__ESERCIZI DA SVOLGERE__
(1) Riassumi in due frasi il testo su The Sound of Altitude.
(2) Secondo il testo su The Sound of Altitude, da quali dati è partito Riva per lavorare ai brani?
(3) Elenca tutte le località a cui Riva ha dedicato un brano secondo il testo su The Sound of Altitude.

Che suono hanno le montagne? E come suonano le montagne italiane? È questa la domanda che adidas si è fatta e che il producer Stefano Riva è stato chiamato a rispondere nel progetto The Sound of Altitude. Tre vette – Cortina, Anterselva, Livigno – e uno skyline urbano (quello di Milano), che Riva ha esplorato fisicamente ed emotivamente, arrivando a comporre 4 brani, uno per località, con l’obiettivo di creare una playlist capace di trasportare atleti, sportivi e appassionati di musica in altitudini emozionali intense.
Lavorando a partire dai dati estratti dalle mappe topografiche di queste località, a cui si aggiungono field recording, processing digitale e analogico e coding, Riva ha indagato il rapporto tra natura, movimento e musica in un momento in cui lo sguardo del mondo è rivolto verso le vette italiane e la città di Milano. Echi dell’ambient di Brian Eno e Vangelis, ma anche un’attenzione a mantenere queste produzioni energetiche e adatte all’attività sportiva.
Il risultato è stato raccolto in una playlist – The Sound of Altitude – formata dai 4 brani prodotti da Riva. Ne abbiamo approfittato per fargli delle domande sul progetto firmato adidas e sul suo album solista di prossima uscita.
Milano, Cortina, Anterselva e Livigno: come hai reso in musica quattro paesaggi così diversi?

__DATI ESTRATTI__

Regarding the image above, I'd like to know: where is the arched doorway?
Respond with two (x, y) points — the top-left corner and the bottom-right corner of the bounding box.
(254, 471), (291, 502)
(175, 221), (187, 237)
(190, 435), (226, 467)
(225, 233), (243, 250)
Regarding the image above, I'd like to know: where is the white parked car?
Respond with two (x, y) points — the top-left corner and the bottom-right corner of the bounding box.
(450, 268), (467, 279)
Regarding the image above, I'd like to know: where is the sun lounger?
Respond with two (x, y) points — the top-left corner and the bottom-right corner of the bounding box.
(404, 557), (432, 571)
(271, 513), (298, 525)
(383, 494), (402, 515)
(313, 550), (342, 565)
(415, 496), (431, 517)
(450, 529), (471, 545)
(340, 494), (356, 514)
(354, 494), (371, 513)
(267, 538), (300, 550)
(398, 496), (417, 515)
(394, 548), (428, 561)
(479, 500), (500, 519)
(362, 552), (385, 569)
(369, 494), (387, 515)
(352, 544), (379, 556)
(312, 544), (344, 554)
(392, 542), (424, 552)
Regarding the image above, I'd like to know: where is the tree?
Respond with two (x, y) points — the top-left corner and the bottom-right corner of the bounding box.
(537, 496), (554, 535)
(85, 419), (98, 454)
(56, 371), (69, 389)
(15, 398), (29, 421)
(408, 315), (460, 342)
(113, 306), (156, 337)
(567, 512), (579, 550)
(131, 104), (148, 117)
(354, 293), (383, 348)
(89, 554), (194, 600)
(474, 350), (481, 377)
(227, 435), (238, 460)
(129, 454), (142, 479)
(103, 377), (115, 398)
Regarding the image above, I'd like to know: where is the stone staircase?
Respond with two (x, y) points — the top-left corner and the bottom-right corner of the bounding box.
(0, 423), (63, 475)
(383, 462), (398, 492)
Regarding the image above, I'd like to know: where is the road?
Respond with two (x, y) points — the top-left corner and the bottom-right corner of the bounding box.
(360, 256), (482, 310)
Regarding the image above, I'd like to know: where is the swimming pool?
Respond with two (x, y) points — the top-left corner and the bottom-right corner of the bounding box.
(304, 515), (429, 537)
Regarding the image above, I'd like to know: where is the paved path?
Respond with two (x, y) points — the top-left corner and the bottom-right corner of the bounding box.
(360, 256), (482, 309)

__SOLUZIONI AGLI ESERCIZI__
(1) Per il progetto The Sound of Altitude di adidas, il producer Stefano Riva ha composto quattro brani dedicati a Cortina, Anterselva, Livigno e Milano, raccolti in una playlist pensata per atleti, sportivi e appassionati di musica. Per realizzarli ha lavorato sui dati delle mappe topografiche di queste località insieme a field recording, processing digitale e analogico e coding, con echi dell'ambient di Brian Eno e Vangelis ma mantenendo le produzioni energetiche e adatte all'attività sportiva.

(2) Dai dati estratti dalle mappe topografiche delle località.

(3) Cortina, Anterselva, Livigno, Milano